READING TEXT:
-----

The Dramatic Art of Oral Storytelling: Neil LaBute Discusses ‘House of Darkness’
Award-winning writer/director Neil LaBute gives a fresh take on the children of the night with the upcoming ‘House of Darkness.’ He illustrates his mastery for storytelling by having characters in the film demonstrate the difference between lying and skillfully telling a powerful tale.
The vampire is an enduringly popular monster and has been portrayed in novels, comics, movies, and television series. This undead being has been alive in mythos for thousands of years, with the Egyptian warrior goddess Sekhmet being one of the oldest representations of this blood-sucking figure. However, the most renowned in the collective consciousness of modern society is Bram Stoker’s epistolary novel Dracula (1897). The count was then made famous in glorious black and white on the big screen by Bela Lugosi in Tod Browning’s Dracula (1931). Jonathan, Lucy, Mina, Renfield, and Van Helsing are all characters who make up Dracula’s colure.
Award-winning writer/director Neil LaBute gives a fresh take on the children of the night with the upcoming House of Darkness. He illustrates his mastery for storytelling by having characters in the film demonstrate the difference between lying and skillfully telling a powerful tale. Starring Justin Long and Kate Bosworth, the film is a slow burn, amping up the tension in each scene in this comedic horror tale. Neil started out as a playwright but crossed over to film when he adapted his play into the critically acclaimed and award winning film In the Company of Men (1997). House of Darkness marks his fourteenth film and will be released in theaters on September 13, 2022, by Saban Films.
What's your favorite horror film?
Probably The Exorcist because it works on so many levels. Maybe because I saw it when I was too young, it stuck with me. I wonder if that's a throughline with a lot of people? One of the ones they saw at a young age, and it affected them in a certain way. Jaws ruined all things water...swimming pools, my bathtub. But as a movie experience, what a blast! Psycho too. I love the ones that make you wait. I'm not necessarily into high body count. I don't mind that but love someone who can really build suspense and make me wait for it. That's a great thing.
That's a perfect segue to my next question. This film was a slow burn. What are the elements of creating tension in a story?
To create tension and suspense, you've got to have footage...the raw product material to cut back and forth, to have silence. Silence is certainly one of the great tools for doing that. It's not so much that I’m going to do it through the rhythms of editing as I've got to get the actors who are in the same frame to create a rhythm.
What's the undying fascination with vampires?
Well, maybe in just what you said... that "undying" thing. People have been searching for the fountain of youth forever. It's a little bit of be careful of what you wish for. Living forever is a fascinating concept but it's like 'Wait a minute. How good is that?' That is something that the female characters in the film talk about. Let's say you've been alive for a couple of hundred years. At some point, a date like Justin’s character is just another dinner. Do they let him go if he says the right thing or are they just toying with their food? This guy is oblivious to it because men have this sense that they're in some type of control.

-----

RECORD LIST:
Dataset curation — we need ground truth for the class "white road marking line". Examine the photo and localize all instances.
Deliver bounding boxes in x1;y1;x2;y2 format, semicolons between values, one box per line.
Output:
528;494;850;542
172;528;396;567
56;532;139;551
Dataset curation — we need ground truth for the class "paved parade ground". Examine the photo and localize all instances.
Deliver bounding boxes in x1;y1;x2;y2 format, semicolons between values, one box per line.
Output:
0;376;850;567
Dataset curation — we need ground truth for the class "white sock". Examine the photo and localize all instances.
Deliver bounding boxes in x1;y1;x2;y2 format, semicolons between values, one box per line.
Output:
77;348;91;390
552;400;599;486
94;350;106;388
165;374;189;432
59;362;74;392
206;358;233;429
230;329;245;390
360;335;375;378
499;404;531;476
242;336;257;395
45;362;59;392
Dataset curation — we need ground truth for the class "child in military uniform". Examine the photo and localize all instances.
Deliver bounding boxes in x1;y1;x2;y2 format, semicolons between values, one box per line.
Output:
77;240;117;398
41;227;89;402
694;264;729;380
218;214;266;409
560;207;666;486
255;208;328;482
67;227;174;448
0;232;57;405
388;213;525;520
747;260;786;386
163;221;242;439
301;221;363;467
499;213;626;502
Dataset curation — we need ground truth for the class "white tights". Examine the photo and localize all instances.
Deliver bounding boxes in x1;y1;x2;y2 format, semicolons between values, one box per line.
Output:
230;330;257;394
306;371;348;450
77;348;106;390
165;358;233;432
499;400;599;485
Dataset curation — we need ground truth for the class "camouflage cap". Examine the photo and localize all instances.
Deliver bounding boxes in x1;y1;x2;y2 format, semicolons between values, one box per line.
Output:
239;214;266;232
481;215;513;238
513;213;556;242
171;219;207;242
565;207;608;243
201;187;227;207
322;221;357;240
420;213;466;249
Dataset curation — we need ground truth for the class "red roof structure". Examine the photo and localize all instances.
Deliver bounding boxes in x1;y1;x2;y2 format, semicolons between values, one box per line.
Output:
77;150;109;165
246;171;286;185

-----

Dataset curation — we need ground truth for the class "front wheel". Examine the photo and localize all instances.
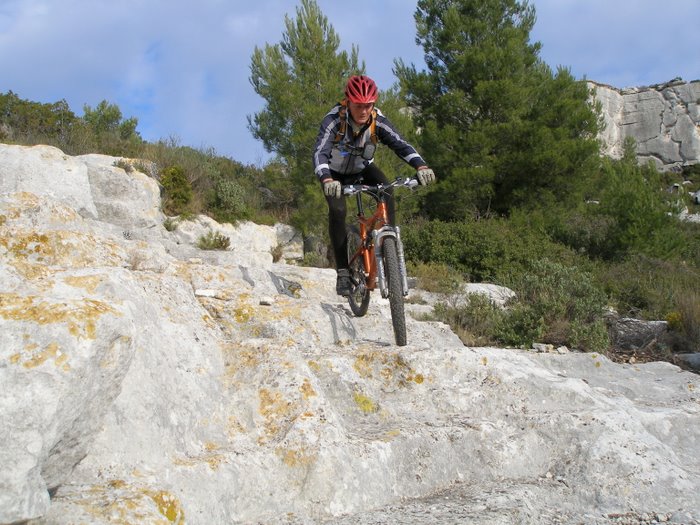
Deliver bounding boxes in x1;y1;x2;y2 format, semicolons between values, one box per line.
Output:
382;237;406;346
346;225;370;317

-----

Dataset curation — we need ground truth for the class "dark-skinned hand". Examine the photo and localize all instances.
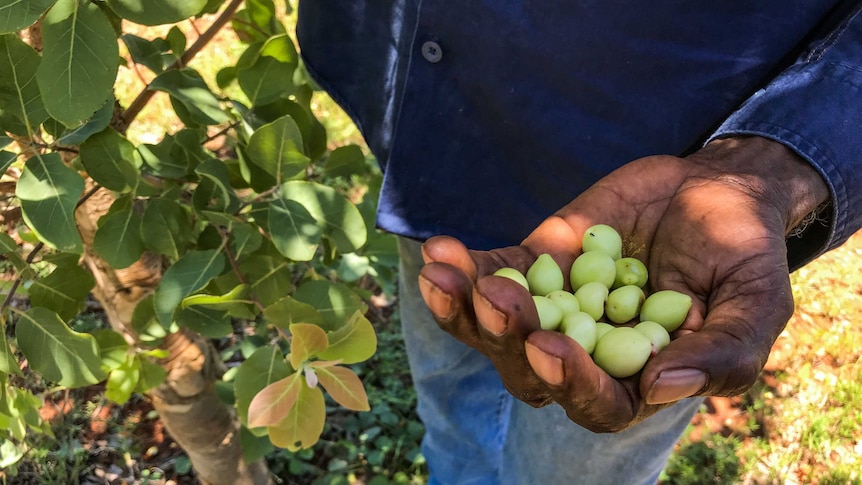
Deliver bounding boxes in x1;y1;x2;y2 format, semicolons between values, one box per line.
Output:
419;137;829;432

-----

DIRECTIVE:
Please answer these questions using the House of Darkness article:
1. Which actor played the count in Tod Browning's Dracula (1931)?
2. On what date will House of Darkness be released in theaters, and by which company?
3. What does LaBute call one of the great tools for creating tension and suspense?

THE COMPLETED TASK:
1. Bela Lugosi
2. September 13, 2022, by Saban Films
3. Silence